EXERCISE TASK.
Put every line of the records below into a Markdown table with the columns Row and Line, numbering each line in Row. Leave out blank lines.

SUPPLIED INFORMATION.

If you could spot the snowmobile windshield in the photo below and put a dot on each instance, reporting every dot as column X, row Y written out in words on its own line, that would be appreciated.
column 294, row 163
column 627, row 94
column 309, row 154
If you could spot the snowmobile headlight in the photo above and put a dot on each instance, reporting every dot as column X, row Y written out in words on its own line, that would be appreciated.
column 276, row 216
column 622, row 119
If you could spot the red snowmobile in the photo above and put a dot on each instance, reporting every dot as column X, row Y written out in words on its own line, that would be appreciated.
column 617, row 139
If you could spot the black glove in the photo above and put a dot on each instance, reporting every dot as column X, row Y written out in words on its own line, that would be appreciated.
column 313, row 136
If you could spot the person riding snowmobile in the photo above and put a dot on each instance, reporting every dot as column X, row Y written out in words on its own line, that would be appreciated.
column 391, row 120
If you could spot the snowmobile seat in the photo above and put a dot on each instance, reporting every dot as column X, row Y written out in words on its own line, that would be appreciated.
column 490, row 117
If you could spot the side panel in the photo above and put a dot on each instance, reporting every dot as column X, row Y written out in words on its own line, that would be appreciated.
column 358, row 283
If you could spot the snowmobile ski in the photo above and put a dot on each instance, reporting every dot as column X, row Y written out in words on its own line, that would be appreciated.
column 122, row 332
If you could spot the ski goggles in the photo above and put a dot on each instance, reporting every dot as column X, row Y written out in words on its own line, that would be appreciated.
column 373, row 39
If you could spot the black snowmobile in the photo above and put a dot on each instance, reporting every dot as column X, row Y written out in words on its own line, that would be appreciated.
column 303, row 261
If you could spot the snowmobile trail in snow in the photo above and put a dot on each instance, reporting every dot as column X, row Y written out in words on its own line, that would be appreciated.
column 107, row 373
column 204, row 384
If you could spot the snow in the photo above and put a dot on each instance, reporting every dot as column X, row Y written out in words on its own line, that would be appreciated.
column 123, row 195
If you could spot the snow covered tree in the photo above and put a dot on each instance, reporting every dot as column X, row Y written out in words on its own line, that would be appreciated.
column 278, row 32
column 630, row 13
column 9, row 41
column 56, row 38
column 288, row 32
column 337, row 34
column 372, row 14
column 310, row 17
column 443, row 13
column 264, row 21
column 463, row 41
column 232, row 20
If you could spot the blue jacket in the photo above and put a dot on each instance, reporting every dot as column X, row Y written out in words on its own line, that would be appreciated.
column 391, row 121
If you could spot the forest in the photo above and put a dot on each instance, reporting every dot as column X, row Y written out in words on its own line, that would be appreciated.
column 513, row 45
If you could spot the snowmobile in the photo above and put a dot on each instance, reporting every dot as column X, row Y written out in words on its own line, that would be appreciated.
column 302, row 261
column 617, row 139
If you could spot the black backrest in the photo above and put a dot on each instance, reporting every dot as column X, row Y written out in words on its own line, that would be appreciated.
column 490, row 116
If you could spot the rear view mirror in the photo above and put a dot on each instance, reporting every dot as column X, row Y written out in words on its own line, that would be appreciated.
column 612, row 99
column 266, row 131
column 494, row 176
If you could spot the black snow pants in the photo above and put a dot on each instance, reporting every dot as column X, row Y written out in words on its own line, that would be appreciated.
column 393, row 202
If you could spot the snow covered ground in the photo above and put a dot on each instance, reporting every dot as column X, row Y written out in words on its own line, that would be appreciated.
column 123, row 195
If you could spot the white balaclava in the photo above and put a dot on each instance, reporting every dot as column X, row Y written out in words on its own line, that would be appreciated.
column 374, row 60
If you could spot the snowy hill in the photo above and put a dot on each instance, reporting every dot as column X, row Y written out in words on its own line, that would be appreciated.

CORRECT RESPONSE.
| Row | Line |
|---|---|
| 1 | If you could spot the snowmobile windshield in the photo below and put a dot on each instance, reporting every dot as column X, row Y written out in words on its own line, that would be appreciated. |
| 2 | column 294, row 163 |
| 3 | column 627, row 94 |
| 4 | column 309, row 154 |
| 5 | If you could spot the snowmobile headlight in the photo above and put a dot on each instance, reporting every dot as column X, row Y written out in words on its own line, that would be appreciated. |
| 6 | column 276, row 216 |
| 7 | column 622, row 119 |
| 8 | If you could spot the red snowmobile in the photo above and put a dot on each instance, reporting every dot as column X, row Y written out in words on its own line, that would be appreciated. |
| 9 | column 617, row 139 |
| 10 | If you could spot the black glove in the photo above and put a dot on each instance, reporting every dot as column X, row Y written out in words on its own line, that would be appreciated. |
| 11 | column 313, row 136 |
| 12 | If you could spot the person riding snowmobile in the photo above and put a dot on each instance, reporting every dot as column X, row Y written out in words on its own line, that would be appreciated. |
| 13 | column 391, row 120 |
| 14 | If you could spot the snowmobile seat in the photo above and put a dot on each instance, reporting every dot as column X, row Y written out in words on its own line, that would be appreciated. |
| 15 | column 490, row 117 |
| 16 | If you could spot the side panel in the photo above and put a dot on each instance, reporting every dot as column X, row Y written out in words on its own line, that would be appreciated. |
| 17 | column 358, row 283 |
| 18 | If you could spot the snowmobile ski in the photo above and put a dot on each instance, reporting every dot as column X, row Y written out in words on its own line, that would be appreciated. |
| 19 | column 122, row 332 |
| 20 | If you could spot the ski goggles in the photo above and put a dot on each instance, reporting every dot as column X, row Y written out in words on its own line, that would be appreciated. |
| 21 | column 373, row 39 |
| 22 | If you could spot the black snowmobile in the photo above and put a dot on each instance, reporting every dot as column X, row Y written out in words on its own line, that would be appreciated. |
| 23 | column 303, row 261 |
| 24 | If you could spot the snowmobile trail in snow in the photo above and put a dot on each instance, reporting every dot as column X, row Y written out in words on its own line, that would be appreciated. |
| 25 | column 107, row 373 |
| 26 | column 204, row 384 |
| 27 | If you could spot the snow in the photo above and put a dot on each instance, reporting every dot as column X, row Y written out in words on its own line, that would be appreciated. |
| 28 | column 123, row 195 |
| 29 | If you could spot the snow covered tree in the photo above and put a dot on each instance, reporting every dot as column X, row Y written out in words on its own line, that would be appreciated. |
| 30 | column 278, row 32 |
| 31 | column 630, row 13 |
| 32 | column 9, row 41 |
| 33 | column 56, row 38 |
| 34 | column 288, row 32 |
| 35 | column 337, row 34 |
| 36 | column 372, row 14 |
| 37 | column 310, row 17 |
| 38 | column 443, row 13 |
| 39 | column 264, row 21 |
| 40 | column 463, row 41 |
| 41 | column 232, row 20 |
| 42 | If you could spot the blue jacket in the photo above and put a dot on each instance, reporting every dot as column X, row Y written out in words on its own line, that would be appreciated. |
| 43 | column 391, row 121 |
| 44 | If you could spot the forest in the photo above and put a dot on each instance, reporting every dot as column X, row Y written out in words on its own line, that would be appreciated. |
| 45 | column 513, row 45 |
| 46 | If you could spot the snowmobile in the photo above and put a dot on each instance, reporting every dot as column X, row Y written out in words on its own line, that would be appreciated. |
| 47 | column 302, row 261 |
| 48 | column 617, row 139 |
| 49 | If you could spot the black backrest in the photo above and put a dot on each instance, reporting every dot as column X, row Y written out in words on its own line, that would be appreciated. |
| 50 | column 490, row 116 |
| 51 | If you could spot the rear view mirror in the photo above and put a dot on each instance, reporting every dot as column X, row Y written out in words on its own line, that would be appreciated. |
| 52 | column 612, row 99 |
| 53 | column 266, row 131 |
| 54 | column 494, row 176 |
| 55 | If you could spot the black snow pants in the photo above and put a dot on each instance, reporting every dot as column X, row Y written out in words on its own line, that would be appreciated. |
| 56 | column 393, row 202 |
| 57 | If you could spot the snow covered ground in the photo above and put a dot on each instance, reporting every dot as column X, row Y written out in words on its own line, that would be appreciated. |
| 58 | column 123, row 195 |
| 59 | If you could spot the white balaclava in the photo above and put a dot on each instance, reporting every dot as column X, row Y written out in words on its own line, that would be appreciated. |
| 60 | column 374, row 60 |
| 61 | If you could spot the snowy hill in the photo above and put a dot on each instance, reporting every dot as column X, row Y written out in words on its own line, that would be appreciated. |